• [Text provided]:
****

German physicist (1861–1928)

Emil Johann Wiechert (26 December 1861 – 19 March 1928) was a German physicist and geophysicist who made many contributions to both fields, including presenting the first verifiable model of a layered structure of the Earth and being among the first to discover the electron. He went on to become the world's first Professor of Geophysics at the University of Göttingen.

==Early years==
Wiechert was born in Tilsit, Province of Prussia, the son of Johann and Emilie Wiechert. After his father died, his mother, Emilie, moved to Königsberg so that Emil could study at the University of Königsberg. Owing to financial difficulties, he took longer than normal to complete his education and was finally awarded a Ph.D. on 1 February 1889. In October 1890 he received his Habilitation in Physics and by 1896, he had achieved the title of Professor. In 1898, he was appointed to the world's first Chair of Geophysics at the University of Göttingen.

==Career==
Whilst at Königsberg, Wiechert was investigating the nature of X-rays and became one of the first to discover that cathode rays are made up of particle streams. He correctly measured the mass-to-charge ratio of these particles but failed to take the final step and explain that these particles were a new type of elementary particle - the electron. Wiechert was also interested in fields outside of fundamental physics and in 1896, he published the first verifiable model of the Earth's interior as a series of shells. Here he concluded that the difference between the density of the Earth's surface rocks and the mean density of the Earth meant that the Earth must have a heavy iron core. These were the foundations that one of Wiechert's students, Beno Gutenberg, used to discover the three-layered Earth in 1914.

****

[Referring expression data]

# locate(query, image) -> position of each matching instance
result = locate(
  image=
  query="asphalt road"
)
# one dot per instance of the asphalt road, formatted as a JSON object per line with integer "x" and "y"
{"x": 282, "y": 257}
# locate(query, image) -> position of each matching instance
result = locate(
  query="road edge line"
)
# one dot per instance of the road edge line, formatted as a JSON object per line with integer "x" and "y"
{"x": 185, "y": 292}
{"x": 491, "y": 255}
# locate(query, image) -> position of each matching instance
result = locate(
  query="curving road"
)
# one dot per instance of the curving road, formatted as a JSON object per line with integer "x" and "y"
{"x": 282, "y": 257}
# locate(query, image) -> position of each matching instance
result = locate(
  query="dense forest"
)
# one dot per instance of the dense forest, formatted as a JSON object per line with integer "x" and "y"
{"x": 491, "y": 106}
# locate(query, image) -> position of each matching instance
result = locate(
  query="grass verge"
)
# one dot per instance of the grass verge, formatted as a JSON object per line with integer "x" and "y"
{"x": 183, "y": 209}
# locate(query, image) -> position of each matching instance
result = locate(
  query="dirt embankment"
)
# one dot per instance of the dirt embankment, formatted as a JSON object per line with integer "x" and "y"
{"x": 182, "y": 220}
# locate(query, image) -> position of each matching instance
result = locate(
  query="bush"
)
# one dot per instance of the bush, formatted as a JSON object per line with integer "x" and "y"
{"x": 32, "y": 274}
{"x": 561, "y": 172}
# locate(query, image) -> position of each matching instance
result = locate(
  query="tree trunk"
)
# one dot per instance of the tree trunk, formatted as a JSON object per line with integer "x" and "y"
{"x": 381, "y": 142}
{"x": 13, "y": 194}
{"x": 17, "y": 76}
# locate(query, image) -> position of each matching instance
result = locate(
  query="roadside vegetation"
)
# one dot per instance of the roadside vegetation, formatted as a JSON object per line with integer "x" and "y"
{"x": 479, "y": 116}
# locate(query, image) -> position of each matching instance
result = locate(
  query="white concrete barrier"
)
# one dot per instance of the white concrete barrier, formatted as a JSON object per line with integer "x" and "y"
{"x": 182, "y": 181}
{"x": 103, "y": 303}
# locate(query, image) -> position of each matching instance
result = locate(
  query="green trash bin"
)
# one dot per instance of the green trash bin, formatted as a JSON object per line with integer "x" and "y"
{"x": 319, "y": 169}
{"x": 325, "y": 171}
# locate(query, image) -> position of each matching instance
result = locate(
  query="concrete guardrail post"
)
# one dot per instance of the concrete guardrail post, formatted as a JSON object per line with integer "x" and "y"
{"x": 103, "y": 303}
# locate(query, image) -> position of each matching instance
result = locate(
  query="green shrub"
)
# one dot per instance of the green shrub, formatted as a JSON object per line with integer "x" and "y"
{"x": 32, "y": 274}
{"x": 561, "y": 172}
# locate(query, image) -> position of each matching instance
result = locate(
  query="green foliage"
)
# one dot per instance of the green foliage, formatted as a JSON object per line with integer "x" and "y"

****

• [Task requirements]:
Write the next part of the text on the physicist Emil Wiechert, starting after its final sentence.

• [Expected output]:
As part of Felix Klein's efforts to re-establish the University of Göttingen as a world leading research centre, Wiechert's tutor, Woldemar Voigt, was lured away from Königsberg and took Wiechert with him. He had initially hoped to become a Professor of theoretical physics but was eventually invited by Klein to found the world's first Institute of Geophysics, becoming the world's first Professor of Geophysics in 1898. He would remain there for the rest of his career, mentoring many students who became world-leading geophysicists and seismologists, including Karl Bernhard Zoeppritz and Beno Gutenberg.

==Contributions and influence==

During his career he made many other important contributions, writing a number of scientific papers, including a pioneering work on how seismic waves propagate through the Earth. He also devised an improved seismograph and created the field of geological prospecting using small, artificially-created earthquakes. Wiechert was also interested in theoretical physics, such as the theory of relativity by Albert Einstein, discussing the role of the luminiferous aether and related questions with Hendrik Antoon Lorentz and others, and contributed to the development of the twin paradox.

He married Helene Ziebarth, a lawyer's daughter, in 1908, but the couple did not have children.

==Awards and honors==
- Corresponding member of the Berlin Academy of Science, 1912.
- The crater Wiechert on the Moon is named after him.